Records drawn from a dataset
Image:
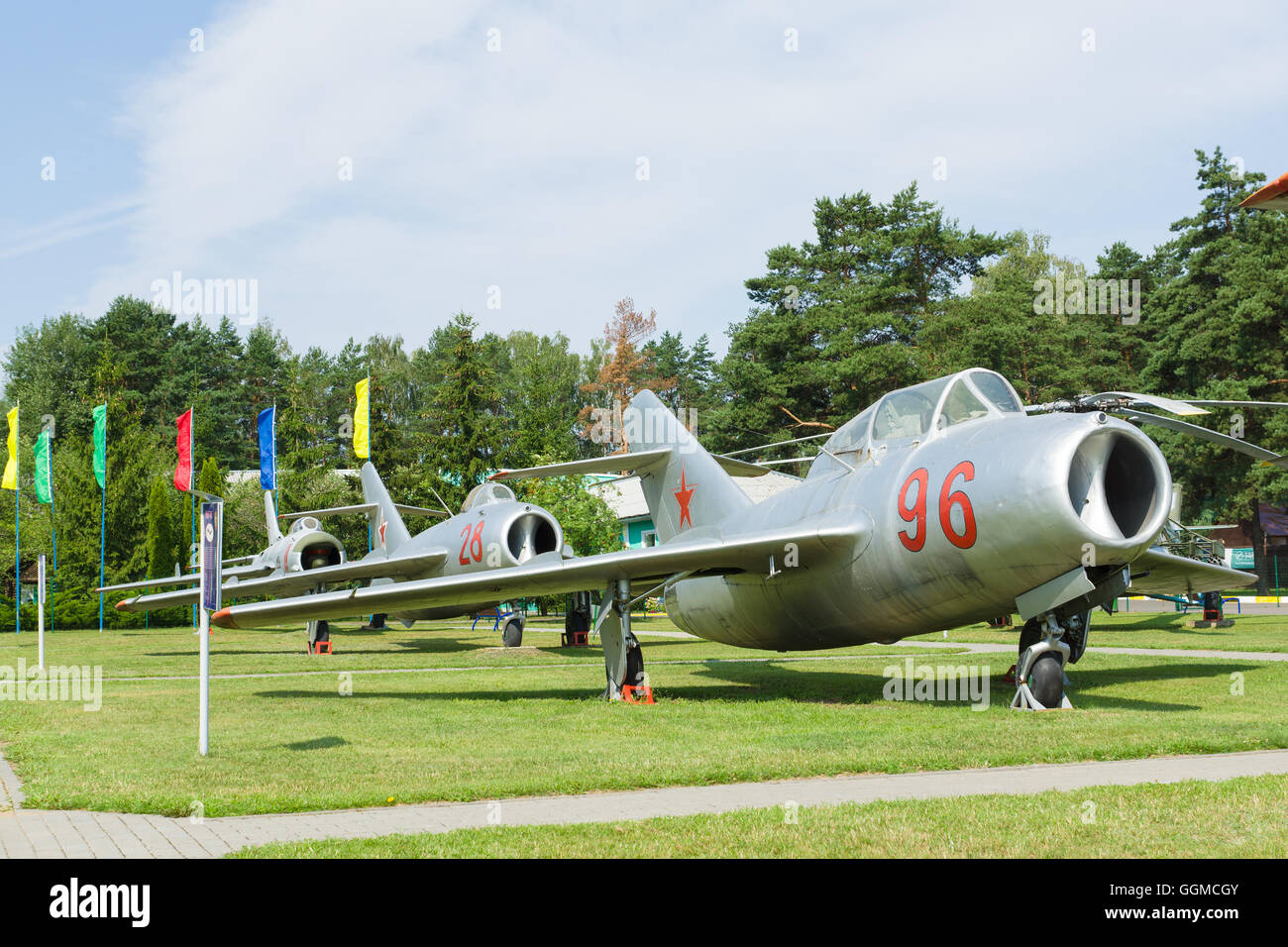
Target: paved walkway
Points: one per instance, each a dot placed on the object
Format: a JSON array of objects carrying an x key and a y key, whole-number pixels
[
  {"x": 47, "y": 834},
  {"x": 987, "y": 647}
]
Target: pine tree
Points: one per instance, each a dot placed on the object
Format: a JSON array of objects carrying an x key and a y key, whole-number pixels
[{"x": 161, "y": 561}]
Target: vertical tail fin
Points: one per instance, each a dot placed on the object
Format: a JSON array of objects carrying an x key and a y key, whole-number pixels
[
  {"x": 390, "y": 532},
  {"x": 690, "y": 488},
  {"x": 274, "y": 531}
]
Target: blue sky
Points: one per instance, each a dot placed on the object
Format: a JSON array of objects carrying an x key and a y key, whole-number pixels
[{"x": 511, "y": 175}]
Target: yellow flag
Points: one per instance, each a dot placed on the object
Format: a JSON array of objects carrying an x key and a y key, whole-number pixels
[
  {"x": 362, "y": 420},
  {"x": 11, "y": 468}
]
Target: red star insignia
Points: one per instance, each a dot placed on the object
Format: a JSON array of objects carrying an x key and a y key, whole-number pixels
[{"x": 682, "y": 496}]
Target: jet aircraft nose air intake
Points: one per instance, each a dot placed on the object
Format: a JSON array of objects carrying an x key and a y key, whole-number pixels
[{"x": 1120, "y": 484}]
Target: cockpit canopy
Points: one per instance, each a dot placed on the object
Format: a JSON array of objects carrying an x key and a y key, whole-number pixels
[
  {"x": 918, "y": 412},
  {"x": 487, "y": 492}
]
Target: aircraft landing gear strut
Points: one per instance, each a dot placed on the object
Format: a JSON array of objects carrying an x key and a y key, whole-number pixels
[
  {"x": 623, "y": 660},
  {"x": 320, "y": 634},
  {"x": 1039, "y": 672}
]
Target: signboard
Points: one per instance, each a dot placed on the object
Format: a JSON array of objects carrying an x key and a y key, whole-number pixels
[{"x": 211, "y": 554}]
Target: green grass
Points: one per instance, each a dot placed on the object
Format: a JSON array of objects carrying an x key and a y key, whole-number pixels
[
  {"x": 483, "y": 723},
  {"x": 1153, "y": 630},
  {"x": 1190, "y": 819}
]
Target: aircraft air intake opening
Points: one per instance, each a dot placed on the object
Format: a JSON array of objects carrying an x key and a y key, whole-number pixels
[
  {"x": 1117, "y": 486},
  {"x": 320, "y": 556},
  {"x": 532, "y": 534}
]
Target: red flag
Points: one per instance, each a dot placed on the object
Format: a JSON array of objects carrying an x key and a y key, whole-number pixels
[{"x": 183, "y": 472}]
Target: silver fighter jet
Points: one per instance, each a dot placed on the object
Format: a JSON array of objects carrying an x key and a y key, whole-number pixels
[
  {"x": 939, "y": 505},
  {"x": 492, "y": 531}
]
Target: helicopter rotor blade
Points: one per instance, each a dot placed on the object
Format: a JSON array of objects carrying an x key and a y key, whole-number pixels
[
  {"x": 1170, "y": 405},
  {"x": 1210, "y": 436},
  {"x": 1243, "y": 403}
]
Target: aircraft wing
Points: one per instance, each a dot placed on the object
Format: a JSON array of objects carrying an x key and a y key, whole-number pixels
[
  {"x": 1158, "y": 573},
  {"x": 550, "y": 574},
  {"x": 375, "y": 566},
  {"x": 616, "y": 463},
  {"x": 189, "y": 579}
]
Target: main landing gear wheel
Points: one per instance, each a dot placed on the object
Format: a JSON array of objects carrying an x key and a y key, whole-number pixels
[
  {"x": 1046, "y": 680},
  {"x": 513, "y": 634},
  {"x": 634, "y": 663},
  {"x": 1039, "y": 671}
]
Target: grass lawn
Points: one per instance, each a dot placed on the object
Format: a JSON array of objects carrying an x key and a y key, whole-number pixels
[
  {"x": 1239, "y": 818},
  {"x": 446, "y": 715},
  {"x": 1154, "y": 630}
]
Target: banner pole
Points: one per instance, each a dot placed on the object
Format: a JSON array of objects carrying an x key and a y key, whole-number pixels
[
  {"x": 40, "y": 613},
  {"x": 102, "y": 545},
  {"x": 17, "y": 530}
]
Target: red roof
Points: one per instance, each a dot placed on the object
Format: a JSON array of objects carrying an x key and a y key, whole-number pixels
[{"x": 1271, "y": 196}]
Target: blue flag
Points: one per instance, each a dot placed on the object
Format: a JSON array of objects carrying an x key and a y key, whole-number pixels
[{"x": 268, "y": 449}]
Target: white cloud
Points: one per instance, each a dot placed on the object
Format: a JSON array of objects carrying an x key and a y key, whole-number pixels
[{"x": 518, "y": 167}]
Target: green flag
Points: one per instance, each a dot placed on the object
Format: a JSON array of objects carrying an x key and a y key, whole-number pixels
[
  {"x": 44, "y": 470},
  {"x": 101, "y": 445}
]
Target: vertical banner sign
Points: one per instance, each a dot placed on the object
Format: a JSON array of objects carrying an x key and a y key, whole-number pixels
[
  {"x": 40, "y": 611},
  {"x": 101, "y": 475},
  {"x": 44, "y": 476},
  {"x": 268, "y": 449},
  {"x": 183, "y": 444},
  {"x": 11, "y": 467},
  {"x": 362, "y": 419},
  {"x": 211, "y": 554},
  {"x": 44, "y": 472},
  {"x": 11, "y": 482}
]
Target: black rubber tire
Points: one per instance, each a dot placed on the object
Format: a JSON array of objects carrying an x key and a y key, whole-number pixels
[
  {"x": 1046, "y": 680},
  {"x": 634, "y": 667},
  {"x": 513, "y": 634}
]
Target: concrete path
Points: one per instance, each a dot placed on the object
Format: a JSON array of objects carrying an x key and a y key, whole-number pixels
[{"x": 46, "y": 834}]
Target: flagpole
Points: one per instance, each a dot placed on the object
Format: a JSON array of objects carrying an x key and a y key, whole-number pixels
[
  {"x": 102, "y": 518},
  {"x": 17, "y": 527}
]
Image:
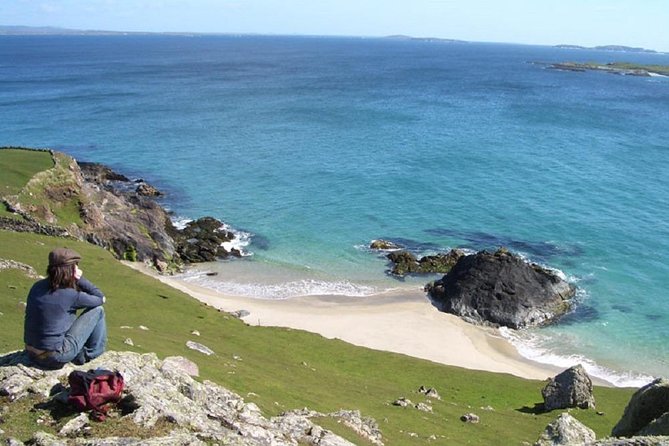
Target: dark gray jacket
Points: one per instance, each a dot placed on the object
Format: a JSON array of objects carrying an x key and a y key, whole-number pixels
[{"x": 49, "y": 315}]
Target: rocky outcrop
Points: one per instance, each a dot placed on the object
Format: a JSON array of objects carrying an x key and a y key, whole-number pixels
[
  {"x": 647, "y": 412},
  {"x": 571, "y": 388},
  {"x": 565, "y": 431},
  {"x": 406, "y": 263},
  {"x": 203, "y": 241},
  {"x": 501, "y": 289},
  {"x": 383, "y": 245},
  {"x": 114, "y": 213},
  {"x": 201, "y": 413}
]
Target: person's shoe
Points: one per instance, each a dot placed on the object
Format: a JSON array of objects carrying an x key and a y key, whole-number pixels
[{"x": 80, "y": 359}]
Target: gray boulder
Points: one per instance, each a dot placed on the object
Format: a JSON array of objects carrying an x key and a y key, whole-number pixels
[
  {"x": 646, "y": 411},
  {"x": 501, "y": 289},
  {"x": 571, "y": 388},
  {"x": 565, "y": 431}
]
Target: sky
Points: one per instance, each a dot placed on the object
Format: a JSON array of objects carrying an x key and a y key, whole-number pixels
[{"x": 638, "y": 23}]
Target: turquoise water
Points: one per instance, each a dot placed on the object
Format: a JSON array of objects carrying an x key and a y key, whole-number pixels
[{"x": 316, "y": 146}]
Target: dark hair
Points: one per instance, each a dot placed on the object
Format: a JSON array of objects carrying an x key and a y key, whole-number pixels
[{"x": 61, "y": 276}]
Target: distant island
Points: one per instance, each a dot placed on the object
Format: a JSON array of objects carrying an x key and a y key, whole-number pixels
[
  {"x": 620, "y": 48},
  {"x": 424, "y": 39},
  {"x": 51, "y": 30},
  {"x": 621, "y": 68}
]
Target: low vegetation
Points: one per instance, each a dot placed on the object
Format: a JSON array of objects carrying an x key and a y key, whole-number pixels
[{"x": 281, "y": 369}]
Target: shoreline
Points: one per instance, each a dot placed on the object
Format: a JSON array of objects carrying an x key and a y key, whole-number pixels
[{"x": 404, "y": 322}]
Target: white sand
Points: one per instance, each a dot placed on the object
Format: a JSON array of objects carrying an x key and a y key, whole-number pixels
[{"x": 407, "y": 323}]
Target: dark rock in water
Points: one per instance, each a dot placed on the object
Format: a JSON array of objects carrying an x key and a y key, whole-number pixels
[
  {"x": 201, "y": 241},
  {"x": 406, "y": 263},
  {"x": 99, "y": 173},
  {"x": 383, "y": 245},
  {"x": 647, "y": 411},
  {"x": 147, "y": 190},
  {"x": 482, "y": 240},
  {"x": 582, "y": 313},
  {"x": 502, "y": 289},
  {"x": 571, "y": 388}
]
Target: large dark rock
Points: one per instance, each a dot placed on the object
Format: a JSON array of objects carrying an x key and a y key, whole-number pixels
[
  {"x": 646, "y": 412},
  {"x": 571, "y": 388},
  {"x": 202, "y": 241},
  {"x": 406, "y": 263},
  {"x": 501, "y": 289}
]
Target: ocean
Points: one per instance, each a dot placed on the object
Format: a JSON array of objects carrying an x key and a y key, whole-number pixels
[{"x": 311, "y": 147}]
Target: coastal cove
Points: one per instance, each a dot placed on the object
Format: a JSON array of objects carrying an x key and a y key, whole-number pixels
[
  {"x": 430, "y": 144},
  {"x": 389, "y": 323}
]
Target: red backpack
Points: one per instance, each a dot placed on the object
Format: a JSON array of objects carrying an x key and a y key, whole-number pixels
[{"x": 93, "y": 390}]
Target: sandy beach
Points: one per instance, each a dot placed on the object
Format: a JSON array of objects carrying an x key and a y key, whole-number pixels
[{"x": 403, "y": 323}]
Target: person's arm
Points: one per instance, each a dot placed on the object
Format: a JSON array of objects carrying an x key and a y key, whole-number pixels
[{"x": 89, "y": 295}]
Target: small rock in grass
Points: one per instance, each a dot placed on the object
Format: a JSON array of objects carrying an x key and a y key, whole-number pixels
[
  {"x": 470, "y": 418},
  {"x": 199, "y": 347}
]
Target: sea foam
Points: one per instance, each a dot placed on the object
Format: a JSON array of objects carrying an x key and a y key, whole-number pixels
[
  {"x": 284, "y": 290},
  {"x": 527, "y": 345}
]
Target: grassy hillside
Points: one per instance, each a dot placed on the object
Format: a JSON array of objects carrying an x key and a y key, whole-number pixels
[{"x": 281, "y": 369}]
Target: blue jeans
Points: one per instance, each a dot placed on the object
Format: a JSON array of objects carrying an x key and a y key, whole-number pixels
[{"x": 85, "y": 340}]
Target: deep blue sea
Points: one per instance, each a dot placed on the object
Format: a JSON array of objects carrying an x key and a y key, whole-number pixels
[{"x": 315, "y": 146}]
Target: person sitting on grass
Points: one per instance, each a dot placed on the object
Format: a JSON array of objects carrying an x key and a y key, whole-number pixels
[{"x": 53, "y": 333}]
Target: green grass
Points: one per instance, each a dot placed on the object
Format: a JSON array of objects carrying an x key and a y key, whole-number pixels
[
  {"x": 19, "y": 166},
  {"x": 44, "y": 189},
  {"x": 270, "y": 367}
]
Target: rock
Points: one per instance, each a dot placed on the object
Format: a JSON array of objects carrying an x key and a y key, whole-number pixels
[
  {"x": 99, "y": 173},
  {"x": 470, "y": 418},
  {"x": 366, "y": 427},
  {"x": 199, "y": 347},
  {"x": 429, "y": 392},
  {"x": 181, "y": 365},
  {"x": 501, "y": 289},
  {"x": 240, "y": 313},
  {"x": 202, "y": 412},
  {"x": 116, "y": 214},
  {"x": 383, "y": 245},
  {"x": 160, "y": 265},
  {"x": 424, "y": 407},
  {"x": 649, "y": 403},
  {"x": 406, "y": 263},
  {"x": 659, "y": 426},
  {"x": 402, "y": 402},
  {"x": 75, "y": 425},
  {"x": 565, "y": 431},
  {"x": 571, "y": 388},
  {"x": 202, "y": 241},
  {"x": 147, "y": 190}
]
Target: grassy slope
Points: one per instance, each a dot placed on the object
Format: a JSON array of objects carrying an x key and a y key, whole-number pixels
[
  {"x": 34, "y": 180},
  {"x": 282, "y": 369}
]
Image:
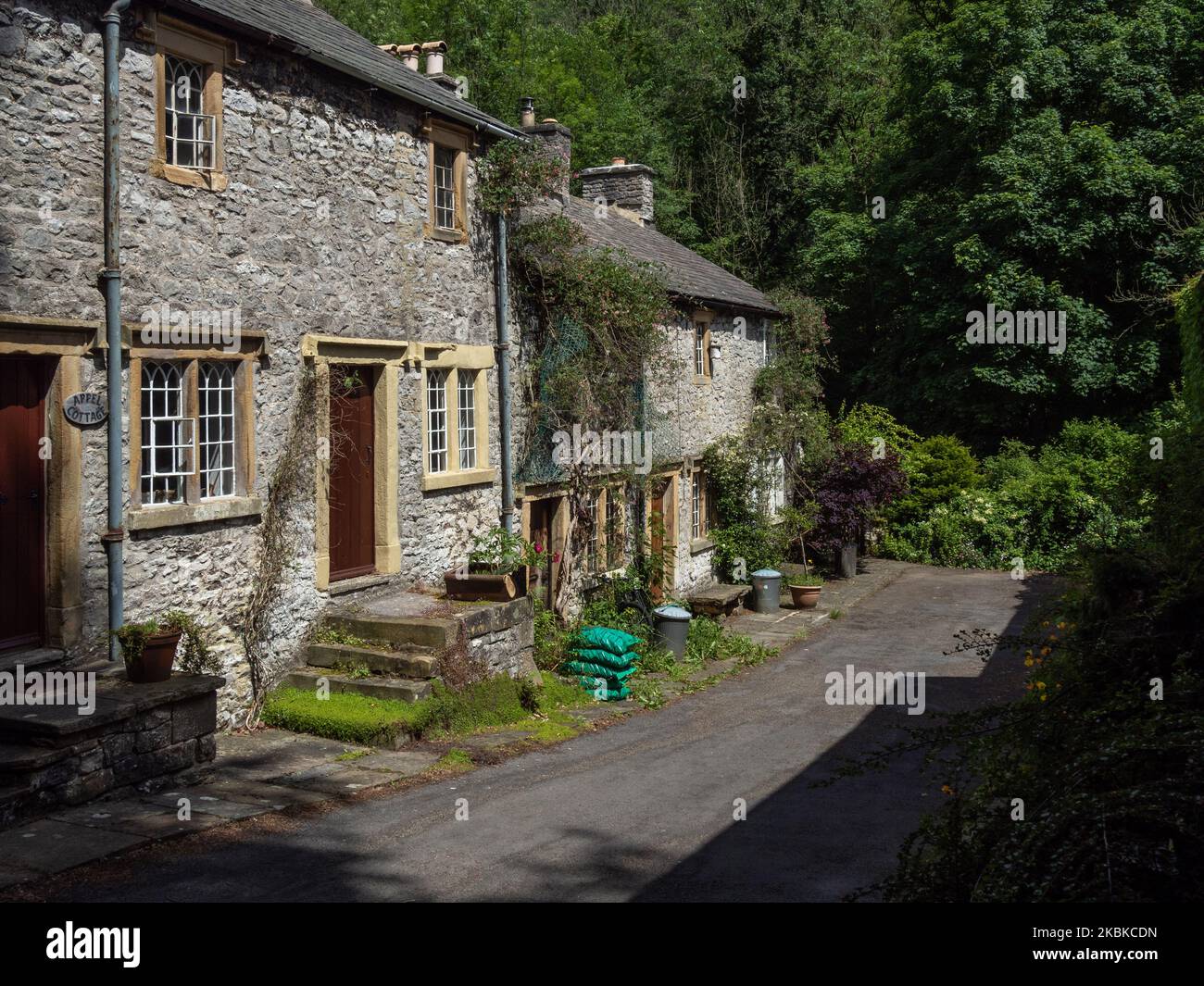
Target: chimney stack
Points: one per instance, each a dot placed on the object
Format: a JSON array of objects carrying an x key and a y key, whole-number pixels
[
  {"x": 434, "y": 52},
  {"x": 627, "y": 187},
  {"x": 408, "y": 53},
  {"x": 557, "y": 139}
]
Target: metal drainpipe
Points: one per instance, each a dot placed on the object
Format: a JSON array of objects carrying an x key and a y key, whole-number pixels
[
  {"x": 504, "y": 376},
  {"x": 111, "y": 285}
]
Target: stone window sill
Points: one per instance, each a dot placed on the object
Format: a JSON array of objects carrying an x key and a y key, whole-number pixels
[
  {"x": 183, "y": 514},
  {"x": 446, "y": 236},
  {"x": 212, "y": 181},
  {"x": 444, "y": 481}
]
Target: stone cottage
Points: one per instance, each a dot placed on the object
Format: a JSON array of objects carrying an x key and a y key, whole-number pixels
[
  {"x": 305, "y": 277},
  {"x": 717, "y": 345}
]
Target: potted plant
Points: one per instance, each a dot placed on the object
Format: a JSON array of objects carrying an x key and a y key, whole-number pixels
[
  {"x": 805, "y": 590},
  {"x": 149, "y": 646},
  {"x": 496, "y": 568}
]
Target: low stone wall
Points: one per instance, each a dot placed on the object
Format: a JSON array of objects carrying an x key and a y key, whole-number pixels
[
  {"x": 502, "y": 636},
  {"x": 139, "y": 733}
]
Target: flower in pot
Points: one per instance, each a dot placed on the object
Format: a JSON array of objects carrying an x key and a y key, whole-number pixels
[
  {"x": 496, "y": 568},
  {"x": 149, "y": 648},
  {"x": 805, "y": 590}
]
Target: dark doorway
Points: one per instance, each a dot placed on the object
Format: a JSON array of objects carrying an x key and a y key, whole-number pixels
[
  {"x": 352, "y": 507},
  {"x": 24, "y": 381}
]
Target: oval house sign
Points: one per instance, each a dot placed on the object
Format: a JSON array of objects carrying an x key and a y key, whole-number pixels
[{"x": 84, "y": 408}]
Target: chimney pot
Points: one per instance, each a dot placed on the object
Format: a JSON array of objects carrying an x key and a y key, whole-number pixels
[
  {"x": 434, "y": 52},
  {"x": 558, "y": 141}
]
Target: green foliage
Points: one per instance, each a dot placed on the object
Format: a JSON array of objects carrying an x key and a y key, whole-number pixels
[
  {"x": 1191, "y": 335},
  {"x": 344, "y": 716},
  {"x": 865, "y": 424},
  {"x": 193, "y": 654},
  {"x": 500, "y": 552},
  {"x": 352, "y": 718},
  {"x": 1090, "y": 488},
  {"x": 325, "y": 633},
  {"x": 514, "y": 173},
  {"x": 1034, "y": 203},
  {"x": 938, "y": 469}
]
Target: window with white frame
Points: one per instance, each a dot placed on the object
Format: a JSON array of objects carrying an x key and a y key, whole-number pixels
[
  {"x": 701, "y": 347},
  {"x": 466, "y": 409},
  {"x": 697, "y": 505},
  {"x": 189, "y": 132},
  {"x": 167, "y": 435},
  {"x": 215, "y": 392},
  {"x": 437, "y": 420},
  {"x": 456, "y": 395},
  {"x": 445, "y": 188}
]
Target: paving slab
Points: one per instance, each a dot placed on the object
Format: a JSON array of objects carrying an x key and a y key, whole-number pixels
[
  {"x": 205, "y": 801},
  {"x": 51, "y": 846},
  {"x": 136, "y": 817}
]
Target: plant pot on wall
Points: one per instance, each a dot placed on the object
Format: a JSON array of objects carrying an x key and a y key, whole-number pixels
[
  {"x": 484, "y": 585},
  {"x": 806, "y": 596},
  {"x": 153, "y": 664}
]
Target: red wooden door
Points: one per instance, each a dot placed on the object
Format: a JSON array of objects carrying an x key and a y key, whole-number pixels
[
  {"x": 352, "y": 508},
  {"x": 23, "y": 385}
]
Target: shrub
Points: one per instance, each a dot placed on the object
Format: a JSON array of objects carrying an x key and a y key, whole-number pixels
[
  {"x": 938, "y": 469},
  {"x": 850, "y": 490}
]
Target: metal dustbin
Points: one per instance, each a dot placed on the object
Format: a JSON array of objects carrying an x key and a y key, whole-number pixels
[
  {"x": 766, "y": 590},
  {"x": 671, "y": 626}
]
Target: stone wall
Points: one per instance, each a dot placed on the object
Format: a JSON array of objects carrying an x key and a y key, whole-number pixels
[
  {"x": 320, "y": 231},
  {"x": 502, "y": 637}
]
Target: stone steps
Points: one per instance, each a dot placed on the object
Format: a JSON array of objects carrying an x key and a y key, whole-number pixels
[
  {"x": 378, "y": 686},
  {"x": 408, "y": 632},
  {"x": 408, "y": 664}
]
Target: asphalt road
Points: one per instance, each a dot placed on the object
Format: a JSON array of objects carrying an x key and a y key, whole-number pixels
[{"x": 645, "y": 810}]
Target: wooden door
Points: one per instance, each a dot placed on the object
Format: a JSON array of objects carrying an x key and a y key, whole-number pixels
[
  {"x": 541, "y": 577},
  {"x": 23, "y": 385},
  {"x": 352, "y": 505},
  {"x": 660, "y": 536}
]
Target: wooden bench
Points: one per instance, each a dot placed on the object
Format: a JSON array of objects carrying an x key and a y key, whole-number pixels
[{"x": 718, "y": 601}]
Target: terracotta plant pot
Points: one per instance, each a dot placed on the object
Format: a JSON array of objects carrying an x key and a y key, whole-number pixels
[
  {"x": 806, "y": 596},
  {"x": 155, "y": 662},
  {"x": 476, "y": 586}
]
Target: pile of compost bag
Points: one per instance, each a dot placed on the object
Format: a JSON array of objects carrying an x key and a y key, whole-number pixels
[{"x": 603, "y": 658}]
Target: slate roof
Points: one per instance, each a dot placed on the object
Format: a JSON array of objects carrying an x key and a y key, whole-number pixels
[
  {"x": 686, "y": 273},
  {"x": 313, "y": 34}
]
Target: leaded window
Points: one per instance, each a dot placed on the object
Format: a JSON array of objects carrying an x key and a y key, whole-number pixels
[
  {"x": 215, "y": 390},
  {"x": 167, "y": 435},
  {"x": 189, "y": 131},
  {"x": 437, "y": 420},
  {"x": 466, "y": 393}
]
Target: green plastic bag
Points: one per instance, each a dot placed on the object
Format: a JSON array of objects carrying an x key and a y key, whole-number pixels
[
  {"x": 603, "y": 638},
  {"x": 613, "y": 677},
  {"x": 606, "y": 657}
]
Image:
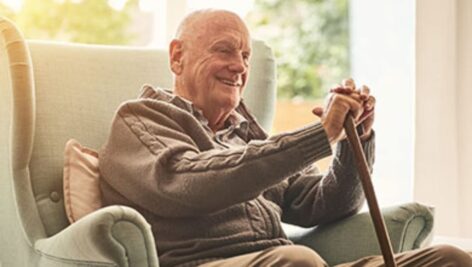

Problem to work on
Whenever the word "wooden" shows up in a line, that line counts. Say how many lines of the data count, giving the number alone.

Completed exercise
3